Dataset entries:

---

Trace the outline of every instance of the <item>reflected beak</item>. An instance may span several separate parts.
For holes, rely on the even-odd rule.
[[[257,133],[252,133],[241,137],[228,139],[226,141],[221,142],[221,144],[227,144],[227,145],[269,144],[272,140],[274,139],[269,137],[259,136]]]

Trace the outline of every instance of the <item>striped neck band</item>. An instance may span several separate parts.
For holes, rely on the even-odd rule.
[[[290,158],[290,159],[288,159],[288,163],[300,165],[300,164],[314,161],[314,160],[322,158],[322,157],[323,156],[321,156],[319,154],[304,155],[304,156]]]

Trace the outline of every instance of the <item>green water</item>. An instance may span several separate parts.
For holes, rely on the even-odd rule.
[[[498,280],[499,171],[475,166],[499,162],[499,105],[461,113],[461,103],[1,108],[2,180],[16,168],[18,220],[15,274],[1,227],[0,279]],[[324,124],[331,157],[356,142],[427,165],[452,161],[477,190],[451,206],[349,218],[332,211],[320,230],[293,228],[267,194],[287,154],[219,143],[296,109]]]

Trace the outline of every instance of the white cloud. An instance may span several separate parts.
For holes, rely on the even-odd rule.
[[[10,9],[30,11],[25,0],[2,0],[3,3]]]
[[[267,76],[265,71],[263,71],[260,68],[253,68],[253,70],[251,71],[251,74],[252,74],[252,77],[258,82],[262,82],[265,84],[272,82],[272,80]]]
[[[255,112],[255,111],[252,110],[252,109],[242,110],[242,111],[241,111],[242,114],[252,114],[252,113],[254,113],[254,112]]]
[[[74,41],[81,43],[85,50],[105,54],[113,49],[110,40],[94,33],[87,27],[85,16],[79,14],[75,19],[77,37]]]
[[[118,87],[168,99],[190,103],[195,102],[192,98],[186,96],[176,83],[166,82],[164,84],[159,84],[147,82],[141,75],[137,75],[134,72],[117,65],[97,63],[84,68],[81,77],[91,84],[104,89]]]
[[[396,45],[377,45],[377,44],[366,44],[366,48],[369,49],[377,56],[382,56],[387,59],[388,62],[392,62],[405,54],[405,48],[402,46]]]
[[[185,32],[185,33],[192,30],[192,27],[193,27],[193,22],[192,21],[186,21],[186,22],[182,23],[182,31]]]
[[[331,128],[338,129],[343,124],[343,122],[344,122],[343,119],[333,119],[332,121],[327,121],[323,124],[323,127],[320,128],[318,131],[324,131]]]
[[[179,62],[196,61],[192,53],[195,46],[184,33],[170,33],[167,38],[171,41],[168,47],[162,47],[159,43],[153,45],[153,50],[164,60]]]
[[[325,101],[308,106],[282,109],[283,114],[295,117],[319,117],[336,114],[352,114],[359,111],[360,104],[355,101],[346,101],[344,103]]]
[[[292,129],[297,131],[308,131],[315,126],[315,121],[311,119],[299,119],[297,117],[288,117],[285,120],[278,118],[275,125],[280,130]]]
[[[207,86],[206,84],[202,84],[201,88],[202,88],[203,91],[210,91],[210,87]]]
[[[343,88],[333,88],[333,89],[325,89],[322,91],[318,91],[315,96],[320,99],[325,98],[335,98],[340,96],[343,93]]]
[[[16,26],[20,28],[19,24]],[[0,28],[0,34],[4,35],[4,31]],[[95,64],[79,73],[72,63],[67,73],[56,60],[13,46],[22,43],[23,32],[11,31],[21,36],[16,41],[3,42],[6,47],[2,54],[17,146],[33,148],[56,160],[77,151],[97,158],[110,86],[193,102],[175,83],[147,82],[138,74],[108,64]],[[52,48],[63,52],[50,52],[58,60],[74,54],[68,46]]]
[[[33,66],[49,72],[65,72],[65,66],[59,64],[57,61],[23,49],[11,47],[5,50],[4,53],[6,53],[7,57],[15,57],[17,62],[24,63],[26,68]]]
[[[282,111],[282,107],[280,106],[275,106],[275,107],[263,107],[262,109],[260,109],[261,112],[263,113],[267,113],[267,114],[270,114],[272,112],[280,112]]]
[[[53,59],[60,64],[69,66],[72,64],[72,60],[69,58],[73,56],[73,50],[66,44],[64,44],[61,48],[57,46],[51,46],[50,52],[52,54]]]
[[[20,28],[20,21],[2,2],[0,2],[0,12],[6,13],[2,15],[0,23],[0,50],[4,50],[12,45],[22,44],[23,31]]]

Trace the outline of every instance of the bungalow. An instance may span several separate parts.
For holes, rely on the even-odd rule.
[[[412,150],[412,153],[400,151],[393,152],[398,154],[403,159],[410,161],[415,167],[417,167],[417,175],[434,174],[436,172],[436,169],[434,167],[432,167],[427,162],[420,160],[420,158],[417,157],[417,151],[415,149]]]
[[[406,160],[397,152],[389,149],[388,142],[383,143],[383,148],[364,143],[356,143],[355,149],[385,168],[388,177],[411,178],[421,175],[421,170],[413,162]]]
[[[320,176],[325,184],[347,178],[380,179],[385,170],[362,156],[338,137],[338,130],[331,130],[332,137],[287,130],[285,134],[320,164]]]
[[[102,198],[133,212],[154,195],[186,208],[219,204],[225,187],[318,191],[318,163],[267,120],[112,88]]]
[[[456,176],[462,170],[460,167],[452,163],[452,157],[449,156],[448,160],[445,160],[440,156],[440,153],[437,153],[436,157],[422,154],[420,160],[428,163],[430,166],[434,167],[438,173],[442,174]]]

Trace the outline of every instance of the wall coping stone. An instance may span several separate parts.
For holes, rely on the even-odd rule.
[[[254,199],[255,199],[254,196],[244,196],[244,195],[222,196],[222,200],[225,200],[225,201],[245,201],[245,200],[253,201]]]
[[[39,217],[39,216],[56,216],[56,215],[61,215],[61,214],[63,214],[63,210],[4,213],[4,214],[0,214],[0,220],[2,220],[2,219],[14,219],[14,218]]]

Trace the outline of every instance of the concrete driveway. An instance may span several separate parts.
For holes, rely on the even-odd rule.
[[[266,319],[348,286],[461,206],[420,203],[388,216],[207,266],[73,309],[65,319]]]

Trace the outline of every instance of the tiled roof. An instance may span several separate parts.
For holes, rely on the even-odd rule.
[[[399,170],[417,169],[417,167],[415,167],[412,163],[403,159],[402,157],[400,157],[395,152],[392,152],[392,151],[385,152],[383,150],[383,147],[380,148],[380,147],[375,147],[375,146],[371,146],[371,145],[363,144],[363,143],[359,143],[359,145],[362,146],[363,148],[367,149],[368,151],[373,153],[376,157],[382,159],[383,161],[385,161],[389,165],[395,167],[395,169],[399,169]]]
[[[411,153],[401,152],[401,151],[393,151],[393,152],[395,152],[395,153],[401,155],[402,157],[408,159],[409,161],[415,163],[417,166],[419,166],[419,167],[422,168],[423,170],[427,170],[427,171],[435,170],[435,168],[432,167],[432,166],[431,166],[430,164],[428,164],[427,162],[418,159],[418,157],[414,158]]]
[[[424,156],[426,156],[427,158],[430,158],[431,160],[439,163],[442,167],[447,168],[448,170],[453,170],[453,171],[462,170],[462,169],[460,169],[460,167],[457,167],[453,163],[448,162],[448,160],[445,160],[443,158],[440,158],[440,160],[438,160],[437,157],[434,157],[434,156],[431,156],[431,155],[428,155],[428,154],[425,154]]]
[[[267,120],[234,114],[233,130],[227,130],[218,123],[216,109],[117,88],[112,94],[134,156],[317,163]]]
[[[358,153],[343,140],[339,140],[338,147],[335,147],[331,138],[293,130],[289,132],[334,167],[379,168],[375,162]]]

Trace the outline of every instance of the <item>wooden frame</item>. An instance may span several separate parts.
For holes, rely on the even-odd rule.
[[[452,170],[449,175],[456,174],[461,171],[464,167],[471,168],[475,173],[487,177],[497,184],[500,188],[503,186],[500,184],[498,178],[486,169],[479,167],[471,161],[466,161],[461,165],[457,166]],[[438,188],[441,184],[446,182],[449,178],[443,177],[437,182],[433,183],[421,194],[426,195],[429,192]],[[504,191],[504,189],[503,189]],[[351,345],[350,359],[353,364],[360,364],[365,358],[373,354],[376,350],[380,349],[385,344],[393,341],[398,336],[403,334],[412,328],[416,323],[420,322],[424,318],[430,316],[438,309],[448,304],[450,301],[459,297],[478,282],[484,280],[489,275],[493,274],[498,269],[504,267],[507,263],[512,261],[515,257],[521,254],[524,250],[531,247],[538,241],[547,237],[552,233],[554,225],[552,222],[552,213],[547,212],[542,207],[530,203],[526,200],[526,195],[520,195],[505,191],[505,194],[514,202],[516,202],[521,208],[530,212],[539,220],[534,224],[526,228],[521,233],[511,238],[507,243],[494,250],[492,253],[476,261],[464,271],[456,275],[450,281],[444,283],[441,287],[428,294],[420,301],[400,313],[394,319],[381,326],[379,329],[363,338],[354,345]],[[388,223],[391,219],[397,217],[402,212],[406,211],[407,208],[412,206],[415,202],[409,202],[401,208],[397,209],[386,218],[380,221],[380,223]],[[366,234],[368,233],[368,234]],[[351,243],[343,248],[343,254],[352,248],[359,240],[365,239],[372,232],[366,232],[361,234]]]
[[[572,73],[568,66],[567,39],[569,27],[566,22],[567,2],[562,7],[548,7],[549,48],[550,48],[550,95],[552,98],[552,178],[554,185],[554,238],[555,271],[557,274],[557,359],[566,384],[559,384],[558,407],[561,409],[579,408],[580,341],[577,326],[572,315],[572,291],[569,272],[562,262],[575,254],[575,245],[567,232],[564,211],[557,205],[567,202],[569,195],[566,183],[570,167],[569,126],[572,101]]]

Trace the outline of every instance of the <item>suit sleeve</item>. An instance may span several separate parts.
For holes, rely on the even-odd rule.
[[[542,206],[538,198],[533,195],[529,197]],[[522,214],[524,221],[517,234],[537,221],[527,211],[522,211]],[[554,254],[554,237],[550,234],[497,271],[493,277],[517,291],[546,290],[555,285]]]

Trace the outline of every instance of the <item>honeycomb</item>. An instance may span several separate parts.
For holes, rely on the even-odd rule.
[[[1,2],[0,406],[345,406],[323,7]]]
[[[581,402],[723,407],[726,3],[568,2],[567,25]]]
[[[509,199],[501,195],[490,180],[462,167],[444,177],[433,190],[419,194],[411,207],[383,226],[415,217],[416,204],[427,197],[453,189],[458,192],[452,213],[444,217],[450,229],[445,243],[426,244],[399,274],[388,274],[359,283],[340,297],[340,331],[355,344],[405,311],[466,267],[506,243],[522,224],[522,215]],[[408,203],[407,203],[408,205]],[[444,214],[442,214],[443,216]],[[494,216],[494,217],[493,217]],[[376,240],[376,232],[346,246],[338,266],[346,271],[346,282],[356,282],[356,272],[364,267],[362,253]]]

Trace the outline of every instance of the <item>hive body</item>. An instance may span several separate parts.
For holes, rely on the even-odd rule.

---

Include both ends. Return the line holding "Trace the outline of every instance of the <item>hive" and all lines after it in the records above, exactly as written.

Solution:
Trace the outline of every instance of the <item>hive body</item>. An instance may span several separate parts.
For holes, rely on the even-odd rule.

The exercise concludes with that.